No record may be left out; print them all verbatim.

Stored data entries
====
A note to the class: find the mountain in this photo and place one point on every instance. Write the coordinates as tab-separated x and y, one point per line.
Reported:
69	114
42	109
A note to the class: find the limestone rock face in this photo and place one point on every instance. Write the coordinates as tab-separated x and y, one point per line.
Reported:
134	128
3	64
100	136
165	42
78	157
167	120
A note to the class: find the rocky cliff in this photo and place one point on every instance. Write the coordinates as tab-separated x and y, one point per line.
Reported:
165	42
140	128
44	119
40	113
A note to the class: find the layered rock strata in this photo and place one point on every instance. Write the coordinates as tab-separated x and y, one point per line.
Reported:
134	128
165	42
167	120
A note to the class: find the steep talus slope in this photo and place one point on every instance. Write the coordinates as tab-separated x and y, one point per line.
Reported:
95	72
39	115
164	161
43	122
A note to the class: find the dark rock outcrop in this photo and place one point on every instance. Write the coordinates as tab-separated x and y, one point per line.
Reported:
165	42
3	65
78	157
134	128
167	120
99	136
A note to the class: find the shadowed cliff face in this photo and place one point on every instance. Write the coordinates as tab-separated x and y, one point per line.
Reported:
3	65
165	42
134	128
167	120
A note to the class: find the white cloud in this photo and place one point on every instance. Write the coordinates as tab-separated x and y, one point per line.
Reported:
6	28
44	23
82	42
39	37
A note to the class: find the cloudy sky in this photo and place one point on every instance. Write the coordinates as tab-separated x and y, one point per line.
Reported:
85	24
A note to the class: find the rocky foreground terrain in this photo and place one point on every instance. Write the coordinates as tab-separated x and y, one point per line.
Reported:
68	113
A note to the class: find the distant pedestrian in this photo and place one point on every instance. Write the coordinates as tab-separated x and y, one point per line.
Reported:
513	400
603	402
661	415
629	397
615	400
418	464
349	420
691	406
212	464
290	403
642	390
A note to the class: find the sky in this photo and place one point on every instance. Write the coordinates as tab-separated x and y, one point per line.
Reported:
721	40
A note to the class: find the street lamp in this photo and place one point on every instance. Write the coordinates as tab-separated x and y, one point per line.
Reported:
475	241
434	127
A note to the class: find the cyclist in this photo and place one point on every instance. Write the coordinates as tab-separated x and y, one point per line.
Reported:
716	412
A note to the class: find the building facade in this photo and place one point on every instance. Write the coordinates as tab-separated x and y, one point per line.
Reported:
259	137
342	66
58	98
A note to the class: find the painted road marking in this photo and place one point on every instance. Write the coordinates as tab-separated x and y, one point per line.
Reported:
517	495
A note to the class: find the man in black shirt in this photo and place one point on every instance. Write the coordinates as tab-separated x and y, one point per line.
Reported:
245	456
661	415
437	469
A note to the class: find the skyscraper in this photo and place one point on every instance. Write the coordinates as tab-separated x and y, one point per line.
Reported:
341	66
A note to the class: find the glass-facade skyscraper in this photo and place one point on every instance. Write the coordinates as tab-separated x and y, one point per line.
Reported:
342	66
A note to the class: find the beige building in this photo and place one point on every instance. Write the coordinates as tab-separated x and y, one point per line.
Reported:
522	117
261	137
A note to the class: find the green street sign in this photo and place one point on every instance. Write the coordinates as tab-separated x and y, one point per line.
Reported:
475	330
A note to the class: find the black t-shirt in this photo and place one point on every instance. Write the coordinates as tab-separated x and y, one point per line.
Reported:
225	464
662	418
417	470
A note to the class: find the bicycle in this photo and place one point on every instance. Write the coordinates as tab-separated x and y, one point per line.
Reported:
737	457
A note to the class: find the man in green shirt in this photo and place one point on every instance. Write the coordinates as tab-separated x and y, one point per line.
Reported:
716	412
====
[Output for this task]:
A note to the class: find the mountain in this photo and place one point on every instance. Write the coordinates as tab-separated x and y, one point per line.
Reported:
69	114
42	109
A note to the class: find the limestone rock face in this photo and place one point on every instance. Write the coordinates as tab-separated x and y, one point per line.
Reported:
134	128
3	64
100	136
165	42
78	157
167	120
A note to the class: find the rocky cliff in this photo and place one point on every instance. Write the coordinates as tab-separated x and y, one point per line.
Reported:
165	42
140	128
44	119
40	113
A note to the class: find the layered rock strata in this photo and place one point on every instance. Write the coordinates as tab-separated x and y, one point per line.
Reported:
134	128
165	42
167	120
A note to the class: find the steep talus slope in this photo and place one point on every instance. Write the coordinates as tab-separated x and y, one point per line.
Reported:
95	72
39	115
164	161
43	122
A note to the class: find the dark rock outcrop in this photo and place one point on every instance. Write the coordinates as tab-separated x and y, one point per line.
Reported:
165	42
3	65
78	157
134	128
167	120
99	136
A note to the class: find the shadowed cliff face in this photo and place one point on every instance. Write the coordinates as tab-separated x and y, one point per line.
Reported:
3	65
165	42
134	128
167	120
A note to the class: find the white cloud in this photo and place one point on every instance. Write the coordinates as tab-separated x and y, one point per line.
Reported:
6	28
44	23
82	42
39	37
A note to the class: find the cloudy sky in this photo and place one point on every instance. Write the coordinates as tab-separated x and y, one point per line.
Reported:
85	24
A note to the class: find the rocky foreground terrain in this photo and place one point on every instance. Write the coordinates as tab-separated x and y, one point per line.
Reported:
68	113
A note to the class: find the distant pedestrian in this photo and place one point on every instance. Write the coordinates as tab-separated x and y, one point per line.
Reported:
513	400
603	402
661	415
629	397
615	400
418	464
349	420
691	406
212	464
290	403
642	390
A note to the class: find the sky in this photo and place one point on every instance. Write the coordinates as tab-separated x and y, one point per line.
Reported:
721	40
A note to the class: find the street lamp in this photo and place one point on every instance. Write the coordinates as tab-separated x and y, one point per line.
Reported:
475	241
434	127
A note to the class: find the cyclist in this photo and place one point on every instance. Write the coordinates as tab-separated x and y, one point per line.
Reported:
716	412
A note to the class: find the building facade in this photo and place one point on every instance. Write the coordinates as tab-separated x and y, one point per line.
Reported:
259	137
342	66
58	98
A note to the class: find the painted road marking in this photo and place one point on every instance. Write the coordinates as tab-separated x and y, one point per line.
Reported:
517	495
A note to the class: find the man in black shirt in this photo and place one point on every instance. Write the coordinates as tab-separated x and y, one point per line.
Reported:
245	456
661	415
437	469
A note to the class: find the skyscraper in this photo and place one point on every instance. Write the coordinates as tab-separated x and y, one point per line.
Reported:
341	66
A note to the class: find the glass-facade skyscraper in this photo and place one point on every instance. Write the coordinates as tab-separated x and y, one point per line.
Reported:
342	66
A note to the class: find the beige building in this photo and place one point on every instance. Write the coordinates as tab-separated x and y, one point per line.
Reported:
522	117
261	137
A note to the class: find the green street sign in this photo and place one point on every instance. Write the coordinates as tab-separated x and y, one point per line.
Reported:
475	330
A note to the class: find the black t-shirt in this photo and place one point on every instance. Write the coordinates as tab-separated x and y, one point per line.
Reported:
225	464
662	418
417	470
A note to the class: find the bicycle in this photo and place one point on every instance. Write the coordinates as tab-separated x and y, one point per line.
Reported:
737	457
A note to the class: find the man in green shirt in this photo and place one point on every instance. Write the coordinates as tab-separated x and y, one point per line.
Reported:
716	412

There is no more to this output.